# [Problem to work on]
Please repeat the lines below exactly. Begin with the line containing "Identify the bark" and go on through the line containing "Identify the gray weathered".

# [Raw data]
##########

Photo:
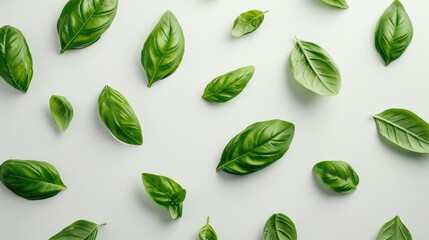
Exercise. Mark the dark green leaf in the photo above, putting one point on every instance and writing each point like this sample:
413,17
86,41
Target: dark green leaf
16,63
82,22
258,146
227,86
164,49
33,180
119,117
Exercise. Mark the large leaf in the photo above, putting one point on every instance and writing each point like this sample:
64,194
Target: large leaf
16,63
312,67
79,230
393,33
227,86
165,192
33,180
394,230
82,22
258,146
279,227
404,128
164,49
119,117
338,176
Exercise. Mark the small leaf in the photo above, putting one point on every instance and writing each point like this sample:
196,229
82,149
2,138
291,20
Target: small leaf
393,33
247,22
61,111
16,63
165,192
404,129
79,230
82,22
225,87
207,232
33,180
119,117
279,227
164,49
338,176
313,68
257,147
394,230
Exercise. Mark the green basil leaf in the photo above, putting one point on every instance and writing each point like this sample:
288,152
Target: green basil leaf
393,33
337,3
313,68
61,111
279,227
164,49
165,192
394,230
257,147
119,117
82,22
247,22
207,232
227,86
79,230
404,129
33,180
16,63
338,176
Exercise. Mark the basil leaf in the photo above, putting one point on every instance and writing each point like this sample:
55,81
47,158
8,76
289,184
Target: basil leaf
207,232
33,180
404,129
61,111
227,86
338,176
393,33
313,68
164,49
279,227
247,22
337,3
165,192
82,22
16,63
257,147
79,230
119,117
394,230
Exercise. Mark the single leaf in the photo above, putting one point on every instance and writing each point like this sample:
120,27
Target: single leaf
394,230
404,129
61,111
247,22
79,230
393,33
225,87
119,117
16,63
33,180
338,176
207,232
313,68
337,3
82,22
279,227
164,49
257,147
165,192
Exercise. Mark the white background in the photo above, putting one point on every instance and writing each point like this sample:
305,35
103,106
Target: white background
184,136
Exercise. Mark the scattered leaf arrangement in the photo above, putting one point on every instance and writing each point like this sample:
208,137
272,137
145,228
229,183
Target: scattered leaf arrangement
82,23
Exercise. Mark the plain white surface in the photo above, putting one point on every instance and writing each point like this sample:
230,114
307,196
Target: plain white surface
184,136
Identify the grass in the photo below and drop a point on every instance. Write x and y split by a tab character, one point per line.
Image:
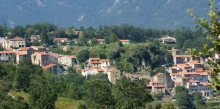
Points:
66	103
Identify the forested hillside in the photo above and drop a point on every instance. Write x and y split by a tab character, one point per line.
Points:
161	14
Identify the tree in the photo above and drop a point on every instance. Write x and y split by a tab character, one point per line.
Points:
211	26
153	105
167	105
83	55
169	59
43	91
182	97
98	93
130	94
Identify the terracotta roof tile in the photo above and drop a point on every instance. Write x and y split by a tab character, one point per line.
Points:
48	66
17	38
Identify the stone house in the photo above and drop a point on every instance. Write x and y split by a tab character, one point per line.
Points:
40	58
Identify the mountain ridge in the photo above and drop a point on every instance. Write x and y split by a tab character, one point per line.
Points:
160	14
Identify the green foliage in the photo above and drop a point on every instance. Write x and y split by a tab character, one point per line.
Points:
130	94
153	105
98	93
82	55
167	105
43	91
182	97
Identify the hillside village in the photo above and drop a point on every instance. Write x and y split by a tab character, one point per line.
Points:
187	71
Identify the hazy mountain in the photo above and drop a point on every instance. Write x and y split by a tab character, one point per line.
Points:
165	14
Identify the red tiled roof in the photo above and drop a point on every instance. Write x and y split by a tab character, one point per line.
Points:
24	48
158	86
95	62
124	40
71	56
178	82
148	86
35	35
48	66
60	39
9	49
156	82
194	81
181	55
104	60
100	40
159	74
183	65
4	52
41	53
94	58
100	70
89	69
173	50
16	38
205	83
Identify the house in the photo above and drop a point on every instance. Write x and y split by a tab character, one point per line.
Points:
113	75
28	50
40	58
54	68
181	59
101	41
90	71
6	56
17	42
167	39
125	41
60	40
35	38
53	58
67	60
20	55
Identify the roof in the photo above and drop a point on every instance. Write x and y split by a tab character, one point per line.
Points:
159	74
100	40
71	56
24	48
41	53
148	86
190	73
156	82
16	39
21	53
89	69
100	70
4	52
9	49
167	37
48	66
183	65
110	70
124	40
175	74
173	50
61	39
199	69
181	55
94	58
158	85
105	60
178	82
205	83
35	35
194	62
194	81
95	62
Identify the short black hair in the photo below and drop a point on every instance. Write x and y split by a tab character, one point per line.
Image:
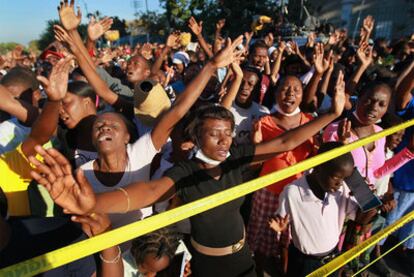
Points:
207	111
20	76
336	163
162	242
390	120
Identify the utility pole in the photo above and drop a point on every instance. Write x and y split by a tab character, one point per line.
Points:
146	7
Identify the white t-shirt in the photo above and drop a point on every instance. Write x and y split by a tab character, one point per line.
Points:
244	118
84	156
140	155
12	133
316	224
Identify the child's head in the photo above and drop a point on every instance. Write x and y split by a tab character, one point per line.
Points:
330	175
390	120
153	252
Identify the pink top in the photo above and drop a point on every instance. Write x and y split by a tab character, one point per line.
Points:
377	165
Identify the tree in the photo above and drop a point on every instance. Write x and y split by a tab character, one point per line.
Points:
152	22
7	47
48	36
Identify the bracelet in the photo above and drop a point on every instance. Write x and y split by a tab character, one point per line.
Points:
114	260
127	197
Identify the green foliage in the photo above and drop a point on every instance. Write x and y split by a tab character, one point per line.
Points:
48	36
7	46
154	23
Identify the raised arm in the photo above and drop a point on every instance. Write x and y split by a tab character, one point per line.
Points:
45	125
276	65
93	225
291	139
364	55
172	42
403	92
321	64
181	106
197	29
75	194
23	111
71	37
228	99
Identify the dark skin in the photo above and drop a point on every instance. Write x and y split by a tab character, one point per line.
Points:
164	126
45	126
370	108
322	181
76	195
289	97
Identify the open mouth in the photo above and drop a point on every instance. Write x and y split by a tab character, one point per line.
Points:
289	103
104	137
64	118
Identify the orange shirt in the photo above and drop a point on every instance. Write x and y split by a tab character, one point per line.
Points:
270	130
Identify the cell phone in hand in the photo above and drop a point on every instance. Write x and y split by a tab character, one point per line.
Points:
364	196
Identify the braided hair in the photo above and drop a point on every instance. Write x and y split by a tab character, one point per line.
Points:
162	242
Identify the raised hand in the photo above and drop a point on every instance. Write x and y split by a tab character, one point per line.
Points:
93	224
257	136
344	131
364	54
146	51
173	40
269	39
333	39
278	223
57	84
321	63
282	47
311	39
220	24
67	15
73	193
368	24
96	29
195	27
229	53
410	145
339	100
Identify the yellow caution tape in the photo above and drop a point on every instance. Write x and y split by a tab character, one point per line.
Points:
351	254
90	246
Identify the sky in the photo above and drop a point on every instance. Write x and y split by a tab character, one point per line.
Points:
24	20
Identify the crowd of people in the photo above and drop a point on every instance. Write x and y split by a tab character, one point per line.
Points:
94	139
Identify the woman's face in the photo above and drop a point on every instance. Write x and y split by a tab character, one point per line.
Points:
151	265
289	94
110	134
372	105
248	84
216	138
332	181
74	108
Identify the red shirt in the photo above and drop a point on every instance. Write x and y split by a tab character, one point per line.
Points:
270	130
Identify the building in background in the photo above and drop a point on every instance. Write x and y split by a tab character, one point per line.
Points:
393	18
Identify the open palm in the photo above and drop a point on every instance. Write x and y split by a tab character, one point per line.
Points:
67	15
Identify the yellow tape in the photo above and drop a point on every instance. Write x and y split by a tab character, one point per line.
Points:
351	254
85	248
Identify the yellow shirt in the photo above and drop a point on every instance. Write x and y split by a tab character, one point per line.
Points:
14	179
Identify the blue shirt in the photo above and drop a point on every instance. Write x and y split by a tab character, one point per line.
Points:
403	177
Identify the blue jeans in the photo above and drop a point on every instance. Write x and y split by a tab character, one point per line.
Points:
405	205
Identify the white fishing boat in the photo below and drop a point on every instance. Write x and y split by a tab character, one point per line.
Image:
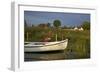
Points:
45	46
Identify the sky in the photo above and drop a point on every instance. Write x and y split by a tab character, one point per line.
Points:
68	19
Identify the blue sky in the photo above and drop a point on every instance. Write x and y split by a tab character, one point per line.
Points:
68	19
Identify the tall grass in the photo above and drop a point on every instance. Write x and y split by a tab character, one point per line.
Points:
78	41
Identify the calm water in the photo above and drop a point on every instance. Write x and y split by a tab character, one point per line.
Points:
52	55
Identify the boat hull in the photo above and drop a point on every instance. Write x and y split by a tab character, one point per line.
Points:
49	46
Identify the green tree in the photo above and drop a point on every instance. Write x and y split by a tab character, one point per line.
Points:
86	25
25	23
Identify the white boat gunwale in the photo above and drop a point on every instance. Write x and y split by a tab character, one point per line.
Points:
58	42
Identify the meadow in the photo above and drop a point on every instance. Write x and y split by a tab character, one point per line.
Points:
78	41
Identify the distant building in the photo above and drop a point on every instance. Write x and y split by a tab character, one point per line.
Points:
75	28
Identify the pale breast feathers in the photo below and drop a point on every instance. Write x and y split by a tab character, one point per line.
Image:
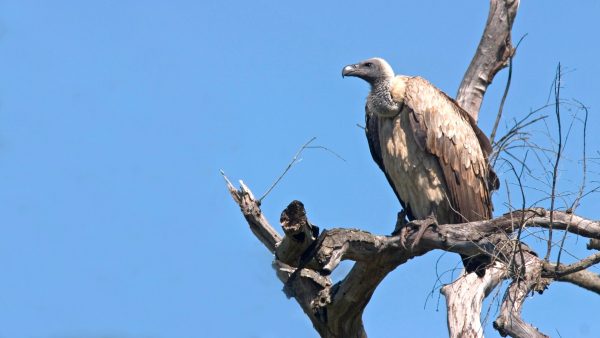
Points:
442	128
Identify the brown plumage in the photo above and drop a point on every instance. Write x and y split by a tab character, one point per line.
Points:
430	149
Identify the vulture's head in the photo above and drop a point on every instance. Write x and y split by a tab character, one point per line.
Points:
371	70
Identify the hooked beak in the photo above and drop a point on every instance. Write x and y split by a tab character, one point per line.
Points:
349	70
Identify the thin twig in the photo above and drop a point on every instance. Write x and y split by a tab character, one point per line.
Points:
581	187
557	161
294	160
499	115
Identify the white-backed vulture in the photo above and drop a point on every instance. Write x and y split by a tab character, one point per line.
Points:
429	148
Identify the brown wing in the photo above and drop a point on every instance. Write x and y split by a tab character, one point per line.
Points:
443	129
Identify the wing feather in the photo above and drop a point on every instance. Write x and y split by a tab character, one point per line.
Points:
444	129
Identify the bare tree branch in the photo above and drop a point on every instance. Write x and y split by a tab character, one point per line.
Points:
304	262
509	322
464	298
493	53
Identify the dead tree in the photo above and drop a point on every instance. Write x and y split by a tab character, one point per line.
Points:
305	258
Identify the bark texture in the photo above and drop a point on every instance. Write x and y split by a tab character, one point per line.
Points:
493	53
305	257
336	309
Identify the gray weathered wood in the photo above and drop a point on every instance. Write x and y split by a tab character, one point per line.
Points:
492	54
336	309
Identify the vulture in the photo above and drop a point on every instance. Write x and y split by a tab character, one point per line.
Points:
430	149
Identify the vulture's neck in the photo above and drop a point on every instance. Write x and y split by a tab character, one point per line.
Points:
380	99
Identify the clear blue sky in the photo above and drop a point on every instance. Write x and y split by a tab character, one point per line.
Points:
116	116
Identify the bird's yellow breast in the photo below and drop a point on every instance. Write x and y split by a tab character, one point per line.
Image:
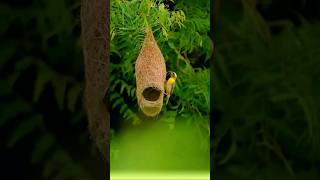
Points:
171	81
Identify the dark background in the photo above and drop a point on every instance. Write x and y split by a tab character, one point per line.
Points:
266	91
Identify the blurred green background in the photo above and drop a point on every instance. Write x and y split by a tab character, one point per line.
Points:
178	138
265	84
43	127
266	90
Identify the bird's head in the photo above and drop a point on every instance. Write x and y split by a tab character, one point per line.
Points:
171	74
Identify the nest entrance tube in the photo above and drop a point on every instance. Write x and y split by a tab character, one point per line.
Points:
151	94
150	76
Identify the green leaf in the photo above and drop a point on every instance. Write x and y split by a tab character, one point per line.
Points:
24	128
42	146
13	108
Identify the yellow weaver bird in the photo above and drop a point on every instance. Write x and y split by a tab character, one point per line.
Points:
170	84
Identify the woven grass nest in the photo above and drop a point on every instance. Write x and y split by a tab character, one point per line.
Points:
150	70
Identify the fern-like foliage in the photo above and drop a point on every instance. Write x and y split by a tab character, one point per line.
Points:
40	66
182	35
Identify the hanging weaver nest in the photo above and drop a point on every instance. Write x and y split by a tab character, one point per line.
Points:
95	38
150	71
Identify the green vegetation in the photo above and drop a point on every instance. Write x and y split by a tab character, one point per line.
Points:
182	35
43	127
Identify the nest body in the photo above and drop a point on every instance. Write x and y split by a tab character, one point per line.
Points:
150	72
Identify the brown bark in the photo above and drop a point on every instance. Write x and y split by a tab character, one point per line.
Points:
95	43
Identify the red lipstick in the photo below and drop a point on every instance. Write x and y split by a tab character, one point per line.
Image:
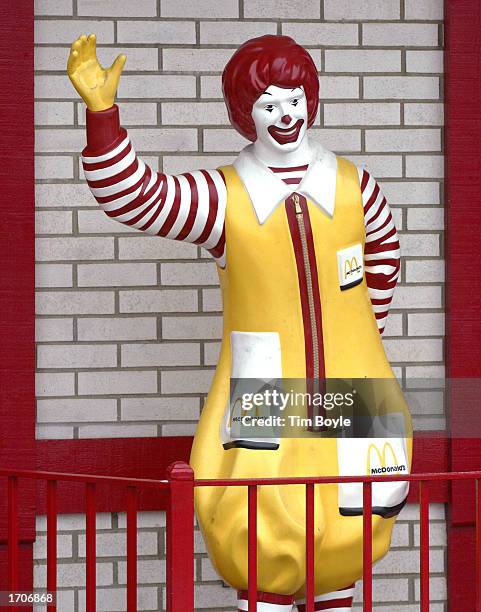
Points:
286	135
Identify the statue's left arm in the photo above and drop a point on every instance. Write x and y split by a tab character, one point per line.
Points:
381	252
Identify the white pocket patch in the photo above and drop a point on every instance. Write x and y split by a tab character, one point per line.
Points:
373	457
350	267
253	355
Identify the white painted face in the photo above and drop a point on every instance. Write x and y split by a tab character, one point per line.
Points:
280	118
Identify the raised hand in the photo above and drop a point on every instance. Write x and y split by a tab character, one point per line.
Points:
96	85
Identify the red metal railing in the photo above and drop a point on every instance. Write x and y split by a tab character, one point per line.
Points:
180	483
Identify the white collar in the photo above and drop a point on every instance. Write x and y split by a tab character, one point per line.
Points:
266	190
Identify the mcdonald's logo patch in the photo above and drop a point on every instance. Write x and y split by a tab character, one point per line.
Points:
383	461
350	266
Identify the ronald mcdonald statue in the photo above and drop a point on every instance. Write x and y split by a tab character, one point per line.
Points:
308	258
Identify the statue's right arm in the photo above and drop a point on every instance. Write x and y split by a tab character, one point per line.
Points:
188	207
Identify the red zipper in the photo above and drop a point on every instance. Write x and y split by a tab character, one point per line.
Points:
303	243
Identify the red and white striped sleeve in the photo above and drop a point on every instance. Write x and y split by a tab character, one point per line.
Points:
381	252
189	207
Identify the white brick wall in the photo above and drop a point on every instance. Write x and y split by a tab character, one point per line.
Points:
128	325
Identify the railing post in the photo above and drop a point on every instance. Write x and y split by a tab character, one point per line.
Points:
478	545
180	538
424	544
367	546
252	547
52	539
309	547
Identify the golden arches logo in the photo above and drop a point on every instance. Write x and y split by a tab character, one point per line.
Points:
382	457
350	266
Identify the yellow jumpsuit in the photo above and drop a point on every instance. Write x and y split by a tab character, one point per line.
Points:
260	290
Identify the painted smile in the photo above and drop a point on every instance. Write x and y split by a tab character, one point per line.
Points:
284	136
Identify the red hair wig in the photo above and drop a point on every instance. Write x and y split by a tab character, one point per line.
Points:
260	62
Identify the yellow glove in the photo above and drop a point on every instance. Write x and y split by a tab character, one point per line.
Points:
96	85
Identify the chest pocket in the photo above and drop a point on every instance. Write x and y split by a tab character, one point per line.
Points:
350	266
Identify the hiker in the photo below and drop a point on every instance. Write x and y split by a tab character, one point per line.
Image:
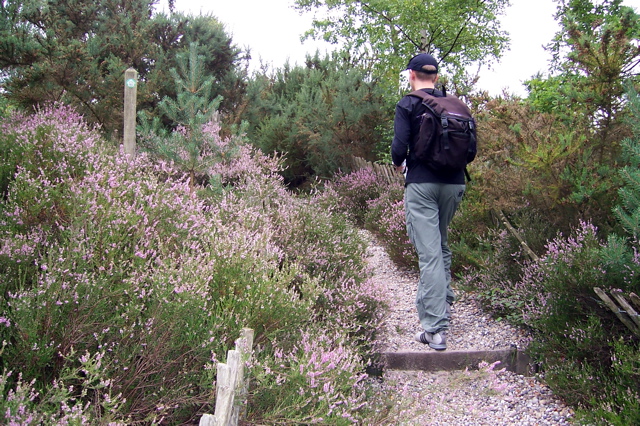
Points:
431	199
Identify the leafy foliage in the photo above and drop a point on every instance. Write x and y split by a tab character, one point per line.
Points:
117	278
77	51
384	34
317	116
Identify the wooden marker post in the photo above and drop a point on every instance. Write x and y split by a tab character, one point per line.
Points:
130	95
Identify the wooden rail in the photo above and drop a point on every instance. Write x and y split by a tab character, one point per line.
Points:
626	312
387	171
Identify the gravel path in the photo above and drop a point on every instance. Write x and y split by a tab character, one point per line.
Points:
488	395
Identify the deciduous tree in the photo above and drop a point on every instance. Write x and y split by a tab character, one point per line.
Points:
385	33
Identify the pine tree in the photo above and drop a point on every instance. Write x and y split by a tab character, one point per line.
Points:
192	109
628	212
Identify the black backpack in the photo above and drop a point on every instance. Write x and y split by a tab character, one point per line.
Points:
447	139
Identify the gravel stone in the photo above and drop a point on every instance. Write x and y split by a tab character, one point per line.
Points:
488	395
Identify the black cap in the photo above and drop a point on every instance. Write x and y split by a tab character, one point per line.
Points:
421	60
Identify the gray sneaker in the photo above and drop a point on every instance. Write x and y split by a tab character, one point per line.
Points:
435	341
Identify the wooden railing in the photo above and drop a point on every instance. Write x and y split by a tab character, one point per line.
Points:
625	312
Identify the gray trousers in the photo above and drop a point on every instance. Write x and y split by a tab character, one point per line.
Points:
429	209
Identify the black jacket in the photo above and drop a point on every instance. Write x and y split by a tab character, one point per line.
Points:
406	126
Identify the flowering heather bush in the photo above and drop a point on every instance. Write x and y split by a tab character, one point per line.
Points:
318	380
113	263
386	218
374	203
356	189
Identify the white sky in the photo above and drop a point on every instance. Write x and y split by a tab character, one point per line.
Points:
272	29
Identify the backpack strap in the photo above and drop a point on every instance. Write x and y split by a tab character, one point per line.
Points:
438	114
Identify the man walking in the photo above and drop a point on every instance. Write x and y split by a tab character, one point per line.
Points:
431	199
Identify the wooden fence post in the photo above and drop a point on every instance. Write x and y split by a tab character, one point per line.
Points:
231	388
130	99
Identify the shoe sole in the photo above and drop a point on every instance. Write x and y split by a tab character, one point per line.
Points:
438	347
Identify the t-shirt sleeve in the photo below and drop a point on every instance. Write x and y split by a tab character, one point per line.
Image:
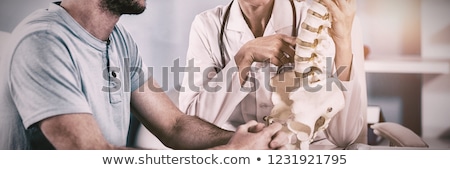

##########

# [Written answer]
Identify the bark texture in the photo above and drop a point on every instance. Write x and y split by a tab character, one point per line.
Points:
493	53
305	257
336	309
Identify the gray weathered wood in the photo above and drop a point on every instance. Write x and y split by a tab character, one point per line.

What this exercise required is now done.